What you need to do: Render every line of the rows below as a Markdown table with two columns, No. and Text, putting the line's number in No. and the line itself in Text, and skip any blank lines.

### Material shown

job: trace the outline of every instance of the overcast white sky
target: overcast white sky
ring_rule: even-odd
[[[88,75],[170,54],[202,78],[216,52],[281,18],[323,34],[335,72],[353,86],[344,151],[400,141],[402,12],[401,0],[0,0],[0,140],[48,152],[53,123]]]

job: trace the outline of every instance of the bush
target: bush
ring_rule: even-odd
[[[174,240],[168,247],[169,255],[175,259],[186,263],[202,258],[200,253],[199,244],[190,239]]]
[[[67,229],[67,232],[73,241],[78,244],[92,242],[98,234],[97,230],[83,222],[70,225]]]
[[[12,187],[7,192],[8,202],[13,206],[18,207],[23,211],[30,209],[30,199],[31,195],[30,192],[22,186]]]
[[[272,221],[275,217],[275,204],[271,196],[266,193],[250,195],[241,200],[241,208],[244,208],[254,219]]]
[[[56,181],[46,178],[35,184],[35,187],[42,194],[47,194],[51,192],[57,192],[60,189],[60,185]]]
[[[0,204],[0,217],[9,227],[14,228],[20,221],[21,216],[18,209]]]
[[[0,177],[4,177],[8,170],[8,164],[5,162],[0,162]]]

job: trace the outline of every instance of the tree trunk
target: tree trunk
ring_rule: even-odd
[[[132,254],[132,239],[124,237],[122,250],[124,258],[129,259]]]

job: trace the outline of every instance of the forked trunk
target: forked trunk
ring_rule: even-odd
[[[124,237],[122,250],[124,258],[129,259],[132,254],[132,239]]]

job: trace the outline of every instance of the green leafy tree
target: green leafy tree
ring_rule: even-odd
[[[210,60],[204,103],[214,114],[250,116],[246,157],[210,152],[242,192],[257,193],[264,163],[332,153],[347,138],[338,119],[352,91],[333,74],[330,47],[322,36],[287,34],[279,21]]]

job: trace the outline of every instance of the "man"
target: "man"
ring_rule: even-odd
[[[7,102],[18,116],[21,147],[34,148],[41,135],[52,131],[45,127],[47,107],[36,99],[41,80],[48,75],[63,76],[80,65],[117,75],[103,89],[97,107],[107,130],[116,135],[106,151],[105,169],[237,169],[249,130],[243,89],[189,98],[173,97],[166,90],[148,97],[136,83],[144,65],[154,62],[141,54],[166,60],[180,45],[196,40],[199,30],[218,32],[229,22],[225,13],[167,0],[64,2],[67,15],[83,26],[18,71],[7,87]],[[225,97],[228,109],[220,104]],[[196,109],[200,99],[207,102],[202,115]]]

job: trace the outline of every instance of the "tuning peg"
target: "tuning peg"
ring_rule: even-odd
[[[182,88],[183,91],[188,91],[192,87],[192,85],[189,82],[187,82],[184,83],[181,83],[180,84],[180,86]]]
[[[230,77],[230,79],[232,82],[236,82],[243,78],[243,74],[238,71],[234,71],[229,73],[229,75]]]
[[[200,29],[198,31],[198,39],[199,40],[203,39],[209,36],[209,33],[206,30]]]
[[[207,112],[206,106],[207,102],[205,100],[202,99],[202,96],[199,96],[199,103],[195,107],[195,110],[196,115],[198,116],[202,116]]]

######

Result of the task:
| No. | Text |
|---|---|
| 1 | job: trace the outline of every instance of the overcast white sky |
| 2 | target: overcast white sky |
| 3 | ring_rule: even-odd |
| 4 | [[[88,75],[170,54],[202,78],[216,52],[281,18],[323,34],[335,72],[353,86],[344,151],[400,141],[402,12],[401,0],[0,0],[0,140],[48,152],[53,123]]] |
| 5 | job: trace the outline of every instance of the bush |
| 6 | target: bush |
| 7 | ring_rule: even-odd |
| 8 | [[[174,240],[168,247],[169,255],[175,259],[186,263],[202,258],[200,253],[199,244],[190,239]]] |
| 9 | [[[67,229],[67,232],[73,241],[78,244],[92,242],[98,234],[97,230],[83,222],[70,225]]] |
| 10 | [[[12,187],[7,192],[8,202],[13,206],[18,207],[23,211],[30,209],[30,199],[31,195],[30,192],[22,186]]] |
| 11 | [[[272,221],[275,217],[275,204],[271,196],[266,193],[250,195],[241,200],[241,208],[244,208],[254,219]]] |
| 12 | [[[56,181],[46,178],[35,184],[35,187],[42,194],[47,194],[51,192],[57,192],[60,189],[60,185]]] |
| 13 | [[[0,204],[0,217],[9,227],[14,228],[20,221],[21,216],[18,209]]] |
| 14 | [[[0,177],[4,177],[8,170],[8,164],[5,162],[0,162]]] |
| 15 | job: trace the outline of every instance of the tree trunk |
| 16 | target: tree trunk |
| 17 | ring_rule: even-odd |
| 18 | [[[132,254],[132,239],[124,237],[122,250],[124,258],[129,259]]] |
| 19 | job: trace the outline of every instance of the forked trunk |
| 20 | target: forked trunk |
| 21 | ring_rule: even-odd |
| 22 | [[[124,237],[122,250],[124,258],[129,259],[132,254],[132,239]]] |
| 23 | job: trace the outline of every instance of the green leafy tree |
| 24 | target: green leafy tree |
| 25 | ring_rule: even-odd |
| 26 | [[[210,60],[204,103],[214,114],[250,116],[246,157],[210,152],[242,192],[257,193],[264,163],[332,153],[347,138],[338,119],[352,91],[333,74],[330,47],[322,36],[287,34],[279,21]]] |
| 27 | job: trace the outline of every instance of the "man" |
| 28 | target: "man" |
| 29 | ring_rule: even-odd |
| 30 | [[[7,102],[18,116],[21,147],[34,148],[41,135],[52,131],[45,127],[47,107],[36,99],[41,80],[48,75],[63,76],[80,65],[117,75],[103,89],[97,107],[107,130],[116,135],[106,151],[105,169],[237,169],[249,130],[243,89],[189,98],[173,97],[166,90],[148,97],[136,83],[144,65],[154,62],[141,54],[166,60],[180,45],[196,40],[199,30],[218,32],[229,22],[225,13],[167,0],[64,2],[67,15],[83,26],[18,71],[7,87]],[[225,97],[228,109],[220,104]],[[196,109],[200,99],[207,102],[202,115]]] |
| 31 | job: trace the outline of every instance of the "tuning peg" |
| 32 | target: "tuning peg" |
| 33 | ring_rule: even-odd |
| 34 | [[[182,88],[183,91],[188,91],[192,87],[192,85],[189,82],[187,82],[184,83],[181,83],[180,84],[180,86]]] |
| 35 | [[[230,77],[230,79],[232,82],[236,82],[243,78],[243,74],[238,71],[234,71],[229,73],[229,75]]] |
| 36 | [[[200,29],[198,31],[198,39],[199,40],[203,39],[209,36],[209,33],[206,30]]] |
| 37 | [[[207,112],[206,106],[207,102],[205,100],[202,99],[202,96],[199,96],[199,103],[195,107],[195,110],[196,115],[198,116],[202,116]]] |